SUPPLIED RECORDS >>
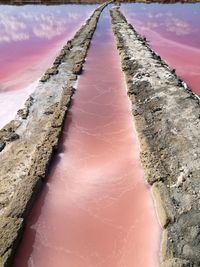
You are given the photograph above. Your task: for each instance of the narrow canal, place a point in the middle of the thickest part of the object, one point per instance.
(96, 209)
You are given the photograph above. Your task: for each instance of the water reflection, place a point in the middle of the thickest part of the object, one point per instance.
(30, 38)
(96, 209)
(173, 31)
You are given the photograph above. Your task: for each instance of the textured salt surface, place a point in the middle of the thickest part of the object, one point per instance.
(30, 38)
(173, 32)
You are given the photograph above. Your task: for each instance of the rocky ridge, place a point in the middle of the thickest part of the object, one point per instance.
(28, 142)
(167, 117)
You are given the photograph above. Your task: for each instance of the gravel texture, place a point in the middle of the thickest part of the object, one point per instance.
(28, 142)
(167, 117)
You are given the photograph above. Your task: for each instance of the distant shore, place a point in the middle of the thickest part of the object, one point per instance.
(55, 2)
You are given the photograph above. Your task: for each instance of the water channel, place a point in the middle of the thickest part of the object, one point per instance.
(96, 208)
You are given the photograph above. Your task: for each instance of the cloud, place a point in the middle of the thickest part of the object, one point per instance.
(11, 29)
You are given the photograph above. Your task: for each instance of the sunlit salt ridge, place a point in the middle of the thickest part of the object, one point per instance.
(96, 208)
(173, 32)
(30, 38)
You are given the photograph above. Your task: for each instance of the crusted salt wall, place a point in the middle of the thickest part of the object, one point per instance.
(27, 143)
(167, 119)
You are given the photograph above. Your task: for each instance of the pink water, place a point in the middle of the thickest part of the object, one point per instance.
(173, 32)
(96, 209)
(30, 38)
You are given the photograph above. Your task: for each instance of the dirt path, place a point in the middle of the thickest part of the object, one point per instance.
(28, 142)
(167, 119)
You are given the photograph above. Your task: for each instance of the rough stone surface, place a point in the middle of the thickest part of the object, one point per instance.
(28, 142)
(10, 230)
(167, 117)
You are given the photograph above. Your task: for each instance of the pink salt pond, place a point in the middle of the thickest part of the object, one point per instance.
(30, 38)
(96, 209)
(173, 32)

WHAT YOU NEED TO DO >> Print all of the material exactly. Omit pictures.

OUTPUT BELOW >>
You are given the photograph above. Your task: for each instance of the narrow canal, place a point in the middle of the thickest part of the object, one point per instance.
(96, 209)
You are given the photograph above. Your task: for each instance of the water reflection, place a point in the middle of the thickest part of the object, one point per instance.
(30, 38)
(96, 209)
(173, 31)
You are given the photograph above. Your task: for each instance of the textured salt surface, place a point in the middle of the thickest part of the object, one point per instance.
(30, 38)
(173, 32)
You are given the photograph above. Your task: for each instance of the rocky ridge, place a point in the middle of the thickest part of the object, one point per instance.
(28, 142)
(167, 117)
You are given the photograph above. Your task: for each instance of the gravel texture, place a point in the middle of the thickest part of the object, one point per instance.
(28, 142)
(167, 117)
You are given the photograph above. Your task: for each instance of the distant shore, place a point in the middle of the thickest part of the object, one point per instance.
(55, 2)
You are given the photograph above. Your task: for each instance of the water channel, place a point in the middle of the thickest part of the object, one point per instance.
(96, 208)
You are given the photograph above. Your task: for each instance of the cloud, place a point in the middle of the thickest part of the object, one point per instance.
(11, 29)
You are given the photograph above. Your task: for each instance of the sunlit salt ridge, place a point in the middle of the thickest part of the object, one point per instance.
(96, 208)
(173, 32)
(30, 38)
You are given the photograph above. Your task: for each instance of the crusted salt wall, place a point in the middle of the thickest part of the object, one point per instance.
(27, 143)
(167, 119)
You are given the photograph above. Your task: for each instance of the pink water, place a point in the middle of the thickest part of the object, one point per instance.
(173, 32)
(96, 209)
(30, 38)
You are given the photograph above. Your task: for each instance of the dirt path, place a point in the middle of the thickest part of the object, one point per instance.
(28, 142)
(167, 119)
You are given the photograph above. Your task: for each instance of the rough stone surface, place a point in the middle of the thickest part of the object, one point per instance.
(28, 142)
(10, 230)
(167, 117)
You are given the photograph above. Your task: for each instance of the pink salt pond, place a point in the middle of the thickest part of the object, one point per instance.
(30, 38)
(96, 209)
(173, 32)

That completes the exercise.